About this exercise
Would you quote the Sikh Dharma Ministry text word for word, everything from "When and how" down to "neighbors, or gardening."?

Given text START

When and how did you become a Minister?
I became a Minister in 1993 after studying the Dharma for 10 years. I did some mentoring with MSS Livtar Singh of Atlanta, Georgia, and then spent some time with the Siri Singh Sahib at summer Solstice in 1993, where he recommended that I take Minister’s vows, which I did.
Briefly describe what the words “Sikh Dharma Ministry” mean to you.
Sikh Dharma Ministry means so many things to me, and takes so many forms. It means being able to hold the sacred space for those taking the sacred vows of marriage. It means holding the space of the Gurus while I am teaching Kundalini Yoga. It means “seeing God in all” whether I am doing hospital chaplaincy, shopping for groceries, cooking for and serving homeless populations, interacting with my neighbors, or gardening.
It seems that in my life path, a large part of Sikh Dharma Ministry for me has been assisting those who are making the transition into death. This began for me back in the early 80s, as I took care of a woman who was dying of lung cancer.
Then in the 1990s, the Guru began introducing me to yoga students, their families, and my personal friends who were being met with the challenges of illness, dying, and death. I found that although I did not have any “formal training” in this area, it was definitely a big part of my life’s work. I was then guided to do graduate work in the field of Transpersonal Counseling Psychology.
What are the different ways you have been ministering to your Sangat, your community, and the wider world? How do you minister in regard to the topic of the current newsletter?
My Master’s thesis was focused on counseling of cancer patients. An interesting aspect of this “graduate work” was that in the late 1990s, I myself had a life-threatening illness. Book learning is certainly no substitute for first-hand experience. I feel that my own experience with illness has given me a depth of compassion and understanding that I could not otherwise have had.

Given text END
Data extract START

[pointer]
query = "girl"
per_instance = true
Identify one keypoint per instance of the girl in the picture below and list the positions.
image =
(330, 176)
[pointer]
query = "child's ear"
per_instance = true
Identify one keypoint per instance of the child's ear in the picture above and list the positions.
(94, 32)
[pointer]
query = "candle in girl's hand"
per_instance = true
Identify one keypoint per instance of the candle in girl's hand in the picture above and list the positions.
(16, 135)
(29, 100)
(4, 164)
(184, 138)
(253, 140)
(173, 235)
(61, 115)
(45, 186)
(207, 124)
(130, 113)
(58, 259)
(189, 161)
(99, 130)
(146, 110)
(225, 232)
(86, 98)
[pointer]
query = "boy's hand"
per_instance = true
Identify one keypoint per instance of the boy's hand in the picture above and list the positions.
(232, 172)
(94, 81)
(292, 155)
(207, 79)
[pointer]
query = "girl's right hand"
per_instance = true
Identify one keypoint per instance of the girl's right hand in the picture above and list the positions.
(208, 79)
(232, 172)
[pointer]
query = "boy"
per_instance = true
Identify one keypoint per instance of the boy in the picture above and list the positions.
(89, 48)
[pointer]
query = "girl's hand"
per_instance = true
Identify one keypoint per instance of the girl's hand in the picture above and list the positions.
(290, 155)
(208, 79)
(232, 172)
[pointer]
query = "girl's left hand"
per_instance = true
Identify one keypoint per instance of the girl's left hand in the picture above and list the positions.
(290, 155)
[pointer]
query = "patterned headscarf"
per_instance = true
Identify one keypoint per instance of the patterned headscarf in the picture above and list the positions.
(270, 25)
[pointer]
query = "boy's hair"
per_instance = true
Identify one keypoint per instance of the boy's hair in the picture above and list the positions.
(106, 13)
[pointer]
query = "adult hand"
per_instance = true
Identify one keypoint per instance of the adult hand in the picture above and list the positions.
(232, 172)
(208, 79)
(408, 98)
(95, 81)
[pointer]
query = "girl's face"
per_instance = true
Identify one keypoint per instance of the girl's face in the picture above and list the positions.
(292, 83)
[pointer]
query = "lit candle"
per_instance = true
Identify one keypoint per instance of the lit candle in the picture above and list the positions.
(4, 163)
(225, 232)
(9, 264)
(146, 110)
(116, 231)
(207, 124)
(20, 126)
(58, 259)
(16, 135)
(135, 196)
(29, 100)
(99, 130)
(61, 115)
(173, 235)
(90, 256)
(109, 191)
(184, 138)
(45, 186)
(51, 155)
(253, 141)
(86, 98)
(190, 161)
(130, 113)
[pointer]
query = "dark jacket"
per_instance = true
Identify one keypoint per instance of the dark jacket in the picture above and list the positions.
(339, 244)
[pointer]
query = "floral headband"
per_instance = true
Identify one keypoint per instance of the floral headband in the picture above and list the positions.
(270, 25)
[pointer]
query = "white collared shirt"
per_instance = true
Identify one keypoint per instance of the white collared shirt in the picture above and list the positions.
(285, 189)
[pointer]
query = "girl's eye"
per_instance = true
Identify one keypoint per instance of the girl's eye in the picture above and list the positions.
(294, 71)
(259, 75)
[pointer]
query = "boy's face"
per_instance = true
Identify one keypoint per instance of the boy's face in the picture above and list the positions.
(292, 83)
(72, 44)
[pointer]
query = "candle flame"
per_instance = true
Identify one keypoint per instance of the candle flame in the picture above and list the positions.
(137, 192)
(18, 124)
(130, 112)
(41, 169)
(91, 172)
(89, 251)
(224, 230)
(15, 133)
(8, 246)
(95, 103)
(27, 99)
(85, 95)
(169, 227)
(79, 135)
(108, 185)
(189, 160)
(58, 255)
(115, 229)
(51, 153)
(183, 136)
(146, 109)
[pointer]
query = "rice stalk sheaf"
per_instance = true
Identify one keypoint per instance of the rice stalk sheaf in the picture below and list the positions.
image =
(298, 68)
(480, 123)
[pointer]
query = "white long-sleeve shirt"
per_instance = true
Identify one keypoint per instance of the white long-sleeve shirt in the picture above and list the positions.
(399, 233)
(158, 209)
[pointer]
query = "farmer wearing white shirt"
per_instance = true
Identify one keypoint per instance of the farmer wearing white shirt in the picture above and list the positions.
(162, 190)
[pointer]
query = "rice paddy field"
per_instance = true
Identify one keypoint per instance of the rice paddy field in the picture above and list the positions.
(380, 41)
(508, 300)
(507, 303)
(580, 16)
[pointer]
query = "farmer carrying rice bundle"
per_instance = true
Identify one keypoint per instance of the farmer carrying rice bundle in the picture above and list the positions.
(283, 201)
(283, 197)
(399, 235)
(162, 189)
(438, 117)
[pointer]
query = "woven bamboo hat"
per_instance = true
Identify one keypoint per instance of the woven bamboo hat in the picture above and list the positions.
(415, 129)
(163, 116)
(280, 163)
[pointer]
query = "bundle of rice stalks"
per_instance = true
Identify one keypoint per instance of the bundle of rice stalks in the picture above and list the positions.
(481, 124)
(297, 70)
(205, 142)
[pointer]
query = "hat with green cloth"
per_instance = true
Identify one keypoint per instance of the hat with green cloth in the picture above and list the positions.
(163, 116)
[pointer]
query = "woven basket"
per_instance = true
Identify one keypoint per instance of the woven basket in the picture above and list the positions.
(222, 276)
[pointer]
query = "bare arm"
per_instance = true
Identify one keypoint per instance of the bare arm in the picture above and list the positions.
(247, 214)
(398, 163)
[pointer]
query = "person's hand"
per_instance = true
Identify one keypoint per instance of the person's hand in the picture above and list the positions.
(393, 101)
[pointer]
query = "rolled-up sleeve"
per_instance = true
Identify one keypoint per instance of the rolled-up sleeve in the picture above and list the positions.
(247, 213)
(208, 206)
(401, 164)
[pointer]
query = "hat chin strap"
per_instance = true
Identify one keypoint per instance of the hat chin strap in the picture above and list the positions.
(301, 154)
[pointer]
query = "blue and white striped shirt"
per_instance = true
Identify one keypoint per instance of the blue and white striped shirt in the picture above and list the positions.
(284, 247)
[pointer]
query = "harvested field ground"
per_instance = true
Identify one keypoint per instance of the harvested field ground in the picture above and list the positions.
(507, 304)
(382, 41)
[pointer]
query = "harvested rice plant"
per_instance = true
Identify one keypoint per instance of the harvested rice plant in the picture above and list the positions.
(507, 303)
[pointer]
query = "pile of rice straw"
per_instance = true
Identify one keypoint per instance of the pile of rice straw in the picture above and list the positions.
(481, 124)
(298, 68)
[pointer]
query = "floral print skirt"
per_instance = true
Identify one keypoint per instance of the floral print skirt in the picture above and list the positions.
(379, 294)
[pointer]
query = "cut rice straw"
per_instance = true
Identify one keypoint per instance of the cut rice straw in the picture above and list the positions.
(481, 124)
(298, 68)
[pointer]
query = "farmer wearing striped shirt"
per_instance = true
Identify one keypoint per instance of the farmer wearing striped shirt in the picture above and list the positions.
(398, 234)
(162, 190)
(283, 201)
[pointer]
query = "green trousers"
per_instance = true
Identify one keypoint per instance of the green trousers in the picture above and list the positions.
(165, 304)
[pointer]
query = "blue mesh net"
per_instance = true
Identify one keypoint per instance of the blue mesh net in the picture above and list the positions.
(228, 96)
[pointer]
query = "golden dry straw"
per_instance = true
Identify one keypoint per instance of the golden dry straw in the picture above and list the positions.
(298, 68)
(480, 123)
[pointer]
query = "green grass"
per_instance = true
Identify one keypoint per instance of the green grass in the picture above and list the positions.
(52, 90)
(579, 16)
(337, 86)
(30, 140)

Data extract END

Expected answer
When and how did you become a Minister?
I became a Minister in 1993 after studying the Dharma for 10 years. I did some mentoring with MSS Livtar Singh of Atlanta, Georgia, and then spent some time with the Siri Singh Sahib at summer Solstice in 1993, where he recommended that I take Minister’s vows, which I did.
Briefly describe what the words “Sikh Dharma Ministry” mean to you.
Sikh Dharma Ministry means so many things to me, and takes so many forms. It means being able to hold the sacred space for those taking the sacred vows of marriage. It means holding the space of the Gurus while I am teaching Kundalini Yoga. It means “seeing God in all” whether I am doing hospital chaplaincy, shopping for groceries, cooking for and serving homeless populations, interacting with my neighbors, or gardening.